__Selected passage__:
──────────────────────────────
The optimization architecture is similar to the first concept. It enhances the initial multi-input model by incorporating advanced initialization techniques (HeUniform), alternative activation functions (LeakyReLU), and gradient clipping. These modifications aim to improve the training stability and performance of the model. The image processing network uses convolutional layers for feature extraction, while the numerical processing network uses dense layers. Both networks are concatenated and followed by additional dense layers to produce the final output, making this a robust model suitable for tasks requiring the integration of image and numerical data. Here is a more detailed description:

+ Image Processing Network

    + Input Layer: The model accepts images of shape (19, 19, 13).
    + First Convolutional Block:
        + Conv2D: 32 filters, kernel size (3, 3), L2 regularization, HeUniform initializer.
        + BatchNormalization: Normalizes the outputs of the convolution.
        + LeakyReLU: Activation function.
        + MaxPooling2D: Pool size (2, 2) to reduce spatial dimensions.
        + Dropout: 25% to prevent overfitting.
    + Second Convolutional Block:
        + Conv2D: 64 filters, kernel size (3, 3), L2 regularization, HeUniform initializer.
        + BatchNormalization: Normalizes the outputs of the convolution.
        + LeakyReLU: Activation function.
        + MaxPooling2D: Pool size (2, 2) to reduce spatial dimensions.
        + Dropout: 25% to prevent overfitting.
    + Third Convolutional Block:
        + Conv2D: 128 filters, kernel size (3, 3), L2 regularization, HeUniform initializer.
        + BatchNormalization: Normalizes the outputs of the convolution.
        + LeakyReLU: Activation function.
        + GlobalAveragePooling2D: Reduces each feature map to a single value.
──────────────────────────────
__Short exercise 1__: According to the model description, how many filters does the Conv2D layer in the second convolutional block use?
__Short exercise 2__: Switch "red tiled roof" to "terracotta roof" in the listing lines from its first line through the line with "x=411, y=62", including both ends, and write those lines out with every other word unchanged. Leave the pictures out.
──────────────────────────────
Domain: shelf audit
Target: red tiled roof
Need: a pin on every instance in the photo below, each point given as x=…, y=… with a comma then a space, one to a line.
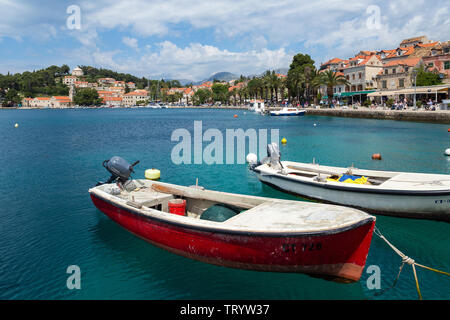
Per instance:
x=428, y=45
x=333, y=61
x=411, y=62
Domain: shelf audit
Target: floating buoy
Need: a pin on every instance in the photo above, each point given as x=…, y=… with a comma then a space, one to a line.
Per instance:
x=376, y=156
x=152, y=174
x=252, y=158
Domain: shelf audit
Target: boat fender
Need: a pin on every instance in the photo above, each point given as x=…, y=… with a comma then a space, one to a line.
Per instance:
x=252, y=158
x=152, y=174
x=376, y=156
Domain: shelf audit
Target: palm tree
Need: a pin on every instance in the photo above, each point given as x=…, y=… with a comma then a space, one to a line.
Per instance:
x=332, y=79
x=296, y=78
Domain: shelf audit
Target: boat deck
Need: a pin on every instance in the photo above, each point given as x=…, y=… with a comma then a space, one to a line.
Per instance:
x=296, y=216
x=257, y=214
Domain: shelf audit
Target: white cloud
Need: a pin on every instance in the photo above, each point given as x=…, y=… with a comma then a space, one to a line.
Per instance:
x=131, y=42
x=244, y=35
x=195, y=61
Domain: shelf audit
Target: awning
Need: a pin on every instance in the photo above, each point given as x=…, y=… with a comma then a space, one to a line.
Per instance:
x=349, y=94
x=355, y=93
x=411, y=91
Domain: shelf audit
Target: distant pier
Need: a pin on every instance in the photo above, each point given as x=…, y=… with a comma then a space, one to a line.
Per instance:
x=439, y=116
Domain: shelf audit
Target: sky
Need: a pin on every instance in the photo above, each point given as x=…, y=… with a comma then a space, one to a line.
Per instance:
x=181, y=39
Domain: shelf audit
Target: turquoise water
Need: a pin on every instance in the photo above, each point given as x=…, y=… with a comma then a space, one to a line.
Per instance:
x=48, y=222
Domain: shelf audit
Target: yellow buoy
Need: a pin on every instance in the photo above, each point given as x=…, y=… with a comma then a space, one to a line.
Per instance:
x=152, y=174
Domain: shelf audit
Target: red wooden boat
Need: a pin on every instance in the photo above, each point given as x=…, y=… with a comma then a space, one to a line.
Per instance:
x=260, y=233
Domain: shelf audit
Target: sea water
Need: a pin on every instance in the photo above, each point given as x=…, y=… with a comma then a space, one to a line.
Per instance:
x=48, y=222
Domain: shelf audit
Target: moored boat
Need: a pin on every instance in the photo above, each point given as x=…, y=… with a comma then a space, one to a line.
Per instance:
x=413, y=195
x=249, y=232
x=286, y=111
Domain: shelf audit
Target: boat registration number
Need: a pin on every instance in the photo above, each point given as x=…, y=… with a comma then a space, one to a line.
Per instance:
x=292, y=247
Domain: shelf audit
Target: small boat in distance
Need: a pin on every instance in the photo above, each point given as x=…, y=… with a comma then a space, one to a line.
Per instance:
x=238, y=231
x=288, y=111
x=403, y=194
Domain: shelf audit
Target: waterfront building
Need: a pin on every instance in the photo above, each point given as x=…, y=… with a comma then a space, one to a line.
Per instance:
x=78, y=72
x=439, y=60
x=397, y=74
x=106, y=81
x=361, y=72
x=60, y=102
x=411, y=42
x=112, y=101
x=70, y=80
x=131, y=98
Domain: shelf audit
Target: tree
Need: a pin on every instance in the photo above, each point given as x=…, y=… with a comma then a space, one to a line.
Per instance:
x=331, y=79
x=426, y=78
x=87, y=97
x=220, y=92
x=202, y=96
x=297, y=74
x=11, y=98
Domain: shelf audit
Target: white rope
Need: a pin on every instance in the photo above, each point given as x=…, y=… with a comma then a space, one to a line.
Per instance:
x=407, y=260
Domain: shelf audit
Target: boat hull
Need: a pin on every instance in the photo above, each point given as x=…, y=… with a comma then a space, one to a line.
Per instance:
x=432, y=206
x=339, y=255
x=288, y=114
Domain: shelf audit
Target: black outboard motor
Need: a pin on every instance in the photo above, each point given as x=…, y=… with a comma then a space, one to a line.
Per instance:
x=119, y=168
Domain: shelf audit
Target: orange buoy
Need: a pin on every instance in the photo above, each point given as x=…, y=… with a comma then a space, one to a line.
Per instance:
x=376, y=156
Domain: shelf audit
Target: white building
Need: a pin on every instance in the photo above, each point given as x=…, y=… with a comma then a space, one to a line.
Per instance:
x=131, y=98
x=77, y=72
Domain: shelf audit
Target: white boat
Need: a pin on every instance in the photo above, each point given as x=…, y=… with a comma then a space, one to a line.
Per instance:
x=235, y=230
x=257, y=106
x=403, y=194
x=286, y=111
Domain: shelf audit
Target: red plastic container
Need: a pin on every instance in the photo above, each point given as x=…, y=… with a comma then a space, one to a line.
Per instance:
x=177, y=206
──────────────────────────────
__Result 1__: 64 filters.

__Result 2__:
Domain: shelf audit
Target: terracotta roof
Need: a pin on every instance in the photo below, each point given as x=…, y=… with a comma then a space, one to a line.
Per instance:
x=428, y=45
x=333, y=61
x=411, y=62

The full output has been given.